Given passage.
• • • • •

The explanation must be that the court had in mind the particular situation in the Lord and Lawrence Cases and indulged either in tautology or in statement of cause and effect. In those cases the election of a successor was held after commencement of the regular term and while the hold over term was in operation. Consequently, immediately upon qualification the elected successor "entered upon the duties of his office." The phrase evidently was used to express the same idea as qualified or to denote its immediate effect. In any event, the language of the court must be confined to the situation before it and to which if was applied and is not authority for a wholly different set of facts.
However, it is contended that these cases indicate a trend of judicial opinion in this State, contrary to authority elsewhere, which adds survival until the commencement of the term to the otherwise accepted meaning of the word "qualified," and the trend is indicated in Baxter v. Latimer,
116 Mich. 356 ,364 , in which the court said:"An office is not vacant so long as it is supplied, in the manner provided by the Constitution or law, with an incumbent who is legally qualified to exercise the powers and perform the duties which appertain to it; and, conversely, it is vacant, in the eye of the law, whenever it is unoccupied by a legally-qualified incumbent who has a lawful right to continue *Page 215 therein until the happening of some future event."

• • • • •

What is asked.
1. Reproduce, word for word, the portion of the opinion excerpt on holdover terms starting with "The explanation must" and going on through "set of facts.".
2. Resume the opinion excerpt on holdover terms after its final sentence, keeping to its legal style.
The listing placed after this excerpt is not required for any of the work.

• • • • •

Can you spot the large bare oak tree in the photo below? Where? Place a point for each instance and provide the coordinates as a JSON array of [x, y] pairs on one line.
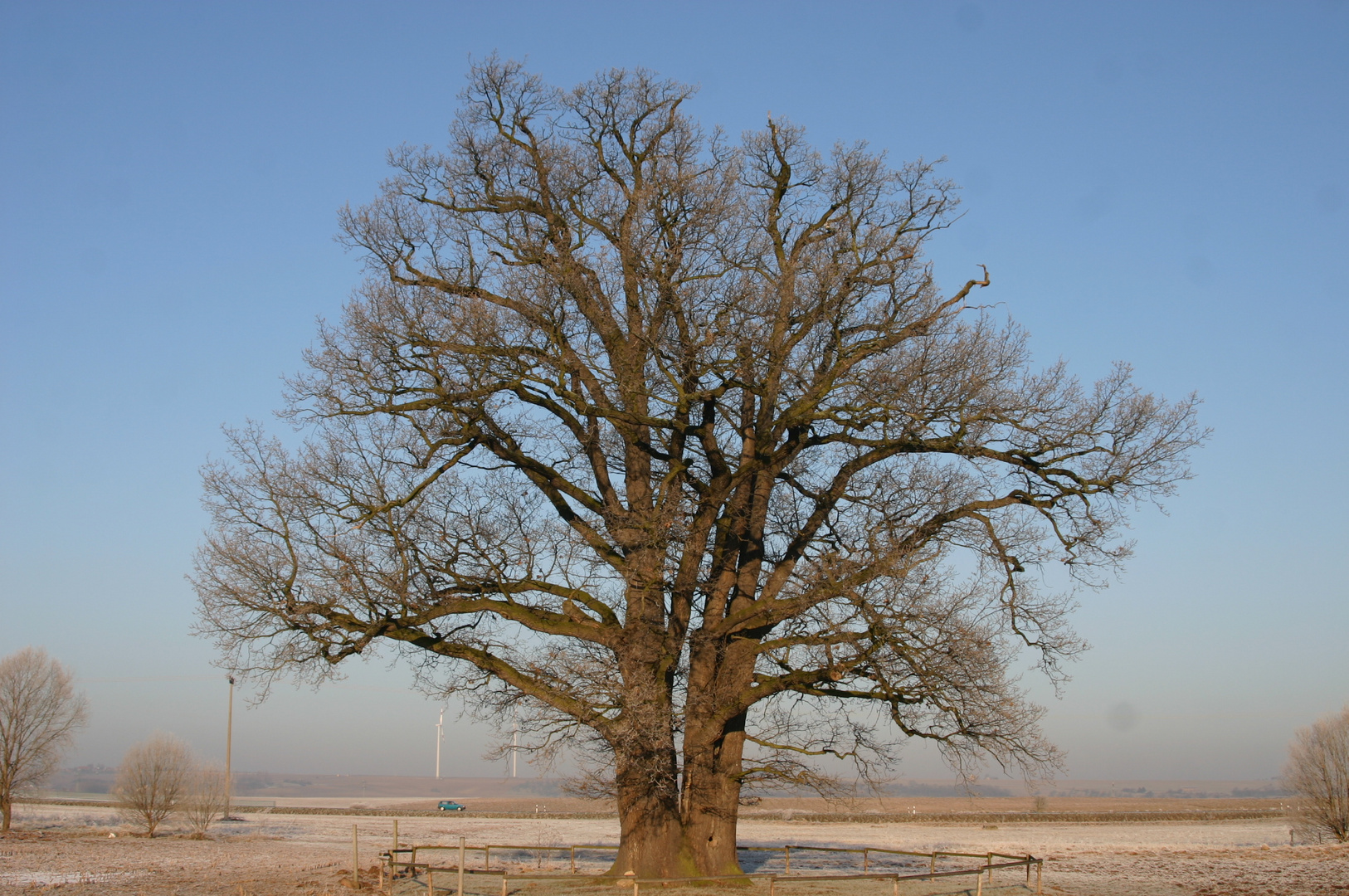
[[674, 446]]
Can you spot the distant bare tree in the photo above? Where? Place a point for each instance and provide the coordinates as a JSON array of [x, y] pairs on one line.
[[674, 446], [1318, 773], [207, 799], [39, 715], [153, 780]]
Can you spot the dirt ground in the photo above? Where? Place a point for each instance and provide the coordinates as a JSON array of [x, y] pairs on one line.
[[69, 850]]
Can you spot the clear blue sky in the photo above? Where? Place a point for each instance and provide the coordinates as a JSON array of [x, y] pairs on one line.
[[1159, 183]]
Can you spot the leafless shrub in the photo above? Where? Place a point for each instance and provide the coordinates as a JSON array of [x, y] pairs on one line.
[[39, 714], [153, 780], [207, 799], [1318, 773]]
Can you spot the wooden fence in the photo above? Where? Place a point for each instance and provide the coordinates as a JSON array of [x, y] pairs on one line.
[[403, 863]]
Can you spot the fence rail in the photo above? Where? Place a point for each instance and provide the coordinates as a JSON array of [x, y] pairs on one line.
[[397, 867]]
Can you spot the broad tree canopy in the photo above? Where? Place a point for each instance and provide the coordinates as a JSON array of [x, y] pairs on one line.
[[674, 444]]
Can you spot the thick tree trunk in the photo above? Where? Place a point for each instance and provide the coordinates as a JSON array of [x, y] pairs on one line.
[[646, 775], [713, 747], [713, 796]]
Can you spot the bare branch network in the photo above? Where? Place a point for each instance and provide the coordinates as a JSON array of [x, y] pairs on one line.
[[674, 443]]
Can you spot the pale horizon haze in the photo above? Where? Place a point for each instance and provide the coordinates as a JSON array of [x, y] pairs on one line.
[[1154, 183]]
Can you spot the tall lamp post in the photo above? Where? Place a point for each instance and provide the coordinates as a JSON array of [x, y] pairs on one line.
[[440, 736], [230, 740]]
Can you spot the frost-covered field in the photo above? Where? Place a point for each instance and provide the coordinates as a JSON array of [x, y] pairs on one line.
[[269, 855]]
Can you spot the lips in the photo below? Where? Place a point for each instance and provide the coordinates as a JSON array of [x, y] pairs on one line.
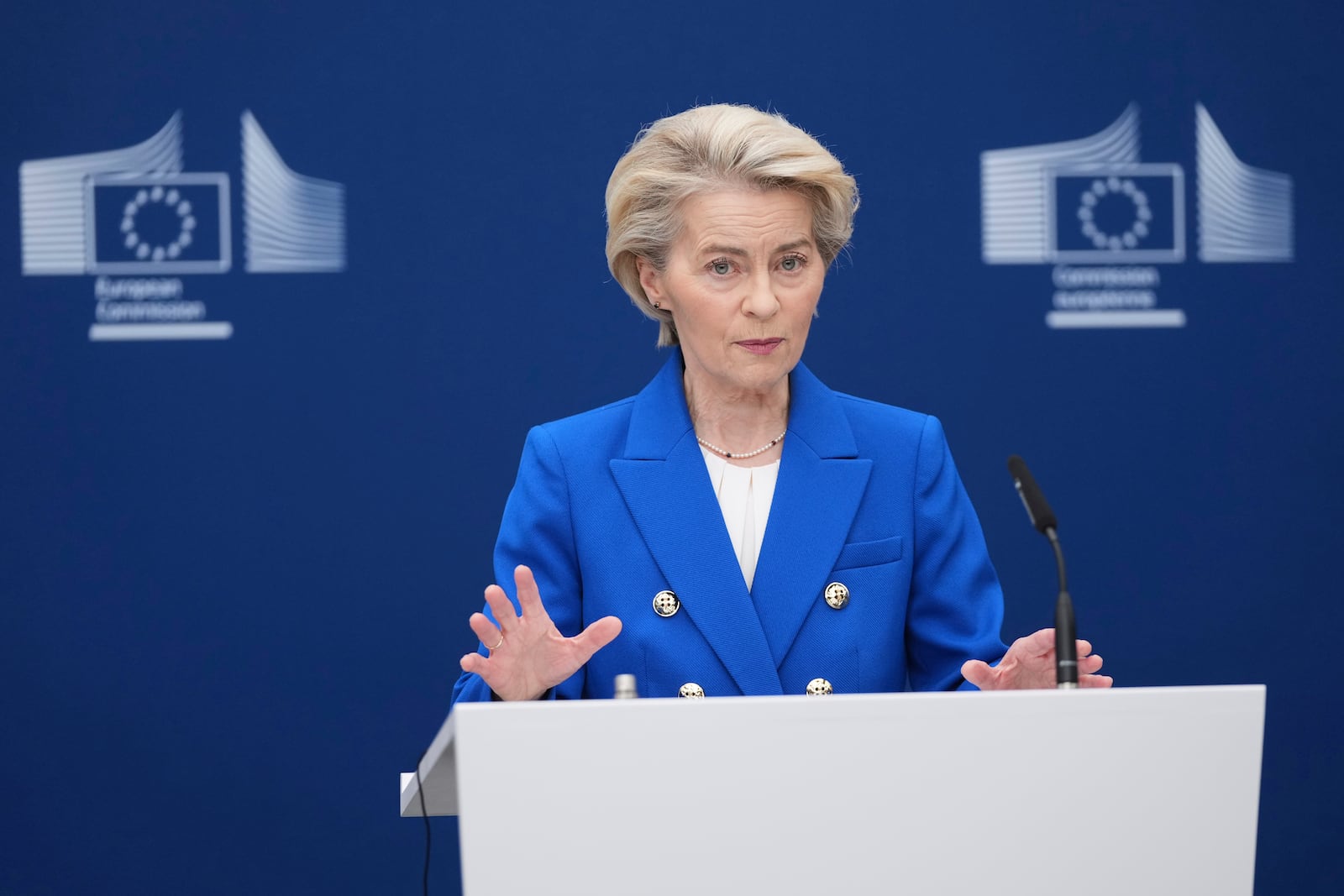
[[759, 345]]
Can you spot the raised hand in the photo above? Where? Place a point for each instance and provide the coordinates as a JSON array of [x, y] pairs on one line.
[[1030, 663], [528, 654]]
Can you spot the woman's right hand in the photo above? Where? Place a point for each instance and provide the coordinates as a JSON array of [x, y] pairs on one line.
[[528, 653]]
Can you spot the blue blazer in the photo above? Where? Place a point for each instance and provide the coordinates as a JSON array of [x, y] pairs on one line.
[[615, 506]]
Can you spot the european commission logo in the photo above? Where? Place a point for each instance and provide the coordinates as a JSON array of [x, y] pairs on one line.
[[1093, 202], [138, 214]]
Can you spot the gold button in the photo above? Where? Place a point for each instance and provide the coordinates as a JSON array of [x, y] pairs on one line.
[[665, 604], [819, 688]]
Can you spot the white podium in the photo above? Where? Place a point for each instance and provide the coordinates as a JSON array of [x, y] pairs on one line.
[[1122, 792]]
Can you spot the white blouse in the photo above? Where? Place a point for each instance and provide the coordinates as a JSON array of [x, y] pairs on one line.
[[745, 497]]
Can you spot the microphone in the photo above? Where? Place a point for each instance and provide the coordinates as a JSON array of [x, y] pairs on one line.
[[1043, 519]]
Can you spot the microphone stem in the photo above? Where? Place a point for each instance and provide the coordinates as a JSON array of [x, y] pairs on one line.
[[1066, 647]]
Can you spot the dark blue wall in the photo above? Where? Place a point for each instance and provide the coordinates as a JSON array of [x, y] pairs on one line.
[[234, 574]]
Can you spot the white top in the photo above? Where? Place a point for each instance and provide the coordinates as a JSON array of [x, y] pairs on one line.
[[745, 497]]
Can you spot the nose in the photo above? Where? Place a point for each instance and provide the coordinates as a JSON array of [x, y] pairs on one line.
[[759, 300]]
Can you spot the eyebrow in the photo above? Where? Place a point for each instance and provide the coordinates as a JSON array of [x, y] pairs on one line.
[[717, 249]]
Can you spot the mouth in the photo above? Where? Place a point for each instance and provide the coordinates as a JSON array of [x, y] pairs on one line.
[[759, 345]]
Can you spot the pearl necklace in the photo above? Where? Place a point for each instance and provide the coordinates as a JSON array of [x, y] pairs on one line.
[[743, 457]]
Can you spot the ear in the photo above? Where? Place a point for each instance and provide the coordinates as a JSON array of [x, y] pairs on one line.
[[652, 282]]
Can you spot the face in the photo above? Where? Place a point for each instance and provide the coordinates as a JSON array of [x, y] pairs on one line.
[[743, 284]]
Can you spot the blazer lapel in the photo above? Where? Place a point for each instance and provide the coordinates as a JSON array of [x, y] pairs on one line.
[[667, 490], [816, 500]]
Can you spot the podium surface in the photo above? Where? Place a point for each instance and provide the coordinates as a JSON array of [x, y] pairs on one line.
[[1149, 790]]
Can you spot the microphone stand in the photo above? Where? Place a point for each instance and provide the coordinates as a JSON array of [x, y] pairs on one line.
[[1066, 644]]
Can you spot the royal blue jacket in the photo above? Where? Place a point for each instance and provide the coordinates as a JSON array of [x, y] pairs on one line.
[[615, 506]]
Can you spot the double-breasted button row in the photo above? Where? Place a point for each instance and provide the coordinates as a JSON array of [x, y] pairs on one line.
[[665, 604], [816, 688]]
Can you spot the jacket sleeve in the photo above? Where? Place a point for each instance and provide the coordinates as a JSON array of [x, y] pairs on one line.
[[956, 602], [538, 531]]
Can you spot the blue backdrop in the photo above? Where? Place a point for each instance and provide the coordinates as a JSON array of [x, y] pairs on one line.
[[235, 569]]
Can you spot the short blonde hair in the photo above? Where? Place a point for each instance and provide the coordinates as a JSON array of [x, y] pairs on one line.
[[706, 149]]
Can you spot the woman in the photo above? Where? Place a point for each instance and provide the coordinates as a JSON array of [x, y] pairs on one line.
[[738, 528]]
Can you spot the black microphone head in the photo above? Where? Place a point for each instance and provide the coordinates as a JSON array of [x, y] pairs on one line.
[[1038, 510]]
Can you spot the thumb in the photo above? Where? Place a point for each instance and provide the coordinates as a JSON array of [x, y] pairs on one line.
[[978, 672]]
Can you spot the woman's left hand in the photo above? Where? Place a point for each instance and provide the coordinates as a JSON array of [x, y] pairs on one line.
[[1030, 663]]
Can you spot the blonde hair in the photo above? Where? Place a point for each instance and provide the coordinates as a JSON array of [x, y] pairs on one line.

• • • • •

Answers provided.
1.
The explanation must be that the court had in mind the particular situation in the Lord and Lawrence Cases and indulged either in tautology or in statement of cause and effect. In those cases the election of a successor was held after commencement of the regular term and while the hold over term was in operation. Consequently, immediately upon qualification the elected successor "entered upon the duties of his office." The phrase evidently was used to express the same idea as qualified or to denote its immediate effect. In any event, the language of the court must be confined to the situation before it and to which if was applied and is not authority for a wholly different set of facts.

2.
This rule offers no help because, before it can be invoked, we first must determine whether Dr. Voelker, on and after July 1st, was legally qualified and authorized to exercise the powers and perform the duties of the office. We cannot assume he was so authorized, proceed to the conclusion that, therefore, there was no vacancy and, from the assumption and conclusion, return to the starting point and find that he had the authority.
"Until his successor is elected and qualified" is not esoteric language. The phrase is common in this State and elsewhere. The words are plain and have an accepted meaning in the law. Are there any considerations of the purpose of this provision which require a different construction than the natural one of taking the oath and filing the bond, where a bond is required, and performing such other acts, if any, as the law may require as a condition precedent to the right to take the office when the term begins?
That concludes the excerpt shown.